[SUPPLIED TEXT]:
__________________________________________________
Mikko Hyppönen has made a name for himself as a computer security expert in directing anti-virus research at Finland’s F-Secure, a $45 million company that regularly issues alerts warning of network threats. He spoke recently with Network World News Editor Bob Brown and Features Editor Neal Weinberg about the latest viruses and what enterprise network executives are up against.

NW: What’s your take on Mydoom.M, the latest worm making the rounds?

It’s a really interesting technique remembering how big Mydoom.A was in January. It was the single largest e-mail outbreak in history. Mydoom made headlines then because it was attacking SCO.com and then later on Mydoom.C was attacking Microsoft.com.

What’s happening here [with Mydoom.M] is that the attack that made headlines with Google going down wasn’t really an attack on Google. It was just using Google to harvest more e-mail addresses. But what Mydoom.M left behind was a back door. We’ve seen this already with Mydoom.A, which left a back door and several days later its authors scanned public addresses looking for Mydoom.A-infected computers and then installed a spam proxy Trojan called Mitglieder. What seems to be the case with this new Mydoom is that instead of dropping in  a spam Trojan they’ve dropped in a [Distributed Denial-of-Service] client aimed at overloading Microsoft.com’s front page, though it hasn’t been too successful.

NW: Do you have any idea who is behind it?

I think it is the same people not only behind the other Mydooms, but also behind Bagle. Possibly even behind SoBig and others. I don’t have any concrete evidence on where these guys are operating from, though there are some indications they have come from Russia and are living in central Europe. I think it is more than one guy and that they are organized.

NW: What are the chances of catching them?

This year has been really good at catching virus writers. But all the arrests have been kids and small-time players, none of the professional virus writers have been caught. The ones that have been caught are not really the worst guys, the ones who are doing this for money that they put back into development of their malicious code.
__________________________________________________
[EXTRACTED MATERIAL]:
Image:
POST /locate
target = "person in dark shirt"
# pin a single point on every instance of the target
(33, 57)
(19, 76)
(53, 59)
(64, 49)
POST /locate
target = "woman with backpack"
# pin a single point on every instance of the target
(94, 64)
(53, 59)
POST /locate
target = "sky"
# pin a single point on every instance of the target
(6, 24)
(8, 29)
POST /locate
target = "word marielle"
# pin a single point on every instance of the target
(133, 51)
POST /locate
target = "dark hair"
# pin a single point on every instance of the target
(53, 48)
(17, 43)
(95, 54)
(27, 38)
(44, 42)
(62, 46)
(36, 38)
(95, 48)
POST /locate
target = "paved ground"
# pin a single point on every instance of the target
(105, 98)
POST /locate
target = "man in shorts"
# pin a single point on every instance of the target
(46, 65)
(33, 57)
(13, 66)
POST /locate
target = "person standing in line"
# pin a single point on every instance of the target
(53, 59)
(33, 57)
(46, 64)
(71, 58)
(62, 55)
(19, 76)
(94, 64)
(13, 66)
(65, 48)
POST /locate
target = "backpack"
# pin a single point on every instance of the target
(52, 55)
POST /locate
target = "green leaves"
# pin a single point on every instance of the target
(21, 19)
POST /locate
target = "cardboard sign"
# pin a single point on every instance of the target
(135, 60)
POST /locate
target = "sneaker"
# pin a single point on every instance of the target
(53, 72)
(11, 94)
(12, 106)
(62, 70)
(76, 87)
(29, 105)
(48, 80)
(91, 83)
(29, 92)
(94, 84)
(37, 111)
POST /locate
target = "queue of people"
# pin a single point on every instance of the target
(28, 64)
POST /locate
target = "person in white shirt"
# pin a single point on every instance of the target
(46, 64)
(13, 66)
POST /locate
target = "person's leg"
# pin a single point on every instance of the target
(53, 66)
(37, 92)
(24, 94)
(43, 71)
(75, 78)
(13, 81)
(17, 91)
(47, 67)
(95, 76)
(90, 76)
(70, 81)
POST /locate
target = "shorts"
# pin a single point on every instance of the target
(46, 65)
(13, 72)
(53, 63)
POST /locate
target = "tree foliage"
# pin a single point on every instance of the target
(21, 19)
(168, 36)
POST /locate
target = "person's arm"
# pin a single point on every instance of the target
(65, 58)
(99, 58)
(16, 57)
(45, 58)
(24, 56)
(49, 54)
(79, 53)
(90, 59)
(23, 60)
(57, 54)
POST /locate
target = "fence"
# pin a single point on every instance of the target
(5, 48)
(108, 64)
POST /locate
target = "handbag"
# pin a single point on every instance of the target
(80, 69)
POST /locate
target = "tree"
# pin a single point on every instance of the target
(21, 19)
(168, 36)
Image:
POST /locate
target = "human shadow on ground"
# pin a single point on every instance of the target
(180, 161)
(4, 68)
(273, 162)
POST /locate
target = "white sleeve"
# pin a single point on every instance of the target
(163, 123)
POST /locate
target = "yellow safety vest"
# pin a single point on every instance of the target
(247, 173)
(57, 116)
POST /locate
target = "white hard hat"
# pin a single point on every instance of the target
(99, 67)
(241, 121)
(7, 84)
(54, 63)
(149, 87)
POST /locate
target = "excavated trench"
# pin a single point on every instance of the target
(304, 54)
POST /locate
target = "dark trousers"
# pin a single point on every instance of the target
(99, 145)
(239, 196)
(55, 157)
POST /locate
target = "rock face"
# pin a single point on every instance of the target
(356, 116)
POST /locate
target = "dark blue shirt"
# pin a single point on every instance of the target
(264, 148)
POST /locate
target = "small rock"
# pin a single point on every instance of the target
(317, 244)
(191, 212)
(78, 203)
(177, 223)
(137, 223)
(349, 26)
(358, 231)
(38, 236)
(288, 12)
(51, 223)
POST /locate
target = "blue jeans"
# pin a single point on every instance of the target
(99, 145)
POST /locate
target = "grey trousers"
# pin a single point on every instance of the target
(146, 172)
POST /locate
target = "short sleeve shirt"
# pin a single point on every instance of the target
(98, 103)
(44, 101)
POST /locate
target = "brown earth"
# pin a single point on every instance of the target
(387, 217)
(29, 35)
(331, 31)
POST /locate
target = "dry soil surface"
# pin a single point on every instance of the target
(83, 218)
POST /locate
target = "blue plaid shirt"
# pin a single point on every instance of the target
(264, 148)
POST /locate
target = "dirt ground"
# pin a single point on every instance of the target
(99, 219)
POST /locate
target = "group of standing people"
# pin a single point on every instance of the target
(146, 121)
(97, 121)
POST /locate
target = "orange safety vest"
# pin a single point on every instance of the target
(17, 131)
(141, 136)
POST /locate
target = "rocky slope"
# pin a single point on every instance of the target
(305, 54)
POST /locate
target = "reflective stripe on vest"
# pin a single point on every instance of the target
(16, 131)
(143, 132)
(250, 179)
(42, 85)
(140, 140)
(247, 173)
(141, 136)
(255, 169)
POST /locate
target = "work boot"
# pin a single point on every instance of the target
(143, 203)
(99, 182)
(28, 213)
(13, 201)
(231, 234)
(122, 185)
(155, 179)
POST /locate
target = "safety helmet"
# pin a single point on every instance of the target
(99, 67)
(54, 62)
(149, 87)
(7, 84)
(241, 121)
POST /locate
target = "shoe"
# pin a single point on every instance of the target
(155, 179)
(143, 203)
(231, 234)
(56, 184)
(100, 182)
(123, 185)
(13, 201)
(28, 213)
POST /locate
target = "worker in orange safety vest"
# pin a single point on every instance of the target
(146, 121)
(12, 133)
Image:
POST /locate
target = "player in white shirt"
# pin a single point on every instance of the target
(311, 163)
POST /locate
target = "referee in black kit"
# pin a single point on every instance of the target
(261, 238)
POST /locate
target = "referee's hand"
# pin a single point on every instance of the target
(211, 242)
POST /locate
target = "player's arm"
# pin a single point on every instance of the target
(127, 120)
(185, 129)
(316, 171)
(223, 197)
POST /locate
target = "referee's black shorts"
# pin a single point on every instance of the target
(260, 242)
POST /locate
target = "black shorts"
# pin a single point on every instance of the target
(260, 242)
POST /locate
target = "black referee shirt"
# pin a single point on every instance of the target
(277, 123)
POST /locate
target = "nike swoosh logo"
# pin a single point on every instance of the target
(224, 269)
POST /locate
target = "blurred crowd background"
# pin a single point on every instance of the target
__________________________________________________
[WORK ITEM A]:
Rewrite the paragraph of the virus interview that begins "I think it is the same people" as a short bulleted list, keeping its main points.
[WORK ITEM B]:
Supply the next part of the interview with Mikko Hyppönen on computer viruses, picking up after its final sentence.
The entries are separate material and are not part of the virus interview.

[EXERCISE RESULT A]:
- He believes the same people are behind the other Mydooms and Bagle, and possibly SoBig and others.
- He has no concrete evidence of where they operate from.
- Some indications suggest they came from Russia and live in central Europe.
- He thinks it is more than one person and that they are organized.

[EXERCISE RESULT B]:
NW: So these guys are doing this for profit?

With [Mydoom.M] they don’t appear to make money. But looking at the previous Mydoom variants and the Bagle operations the target is to create a very large network of interconnected computers and either turn them into spam proxies or free hosting servers, then steal information like credit card numbers, passwords, user accounts. By far the largest benefit is spamming; most spam today is being sent from infected DSL- or cable-enabled home computers.

There are layers. You don’t just have the virus writer writing a virus and then using the computers to send spam. You have one group writing the viruses. Once they create a list of IP addresses, they sell those to underground bulletin boards, many of which are run in Russia or China. The going price seems to be $500 for 10,000 IP addresses. That probably gets resold a couple of times before a spammer picks it up and starts using it. It really gets hard to trace the route backwards.

NW: What do you think of Microsoft and others offering bounties to nail virus writers?

It’s great. What’s most important is that they put pressure on virus writers as they become afraid of others ratting them out. Obviously Microsoft can afford to put up the bounties, though it hasn’t had to pay anything yet from what I know.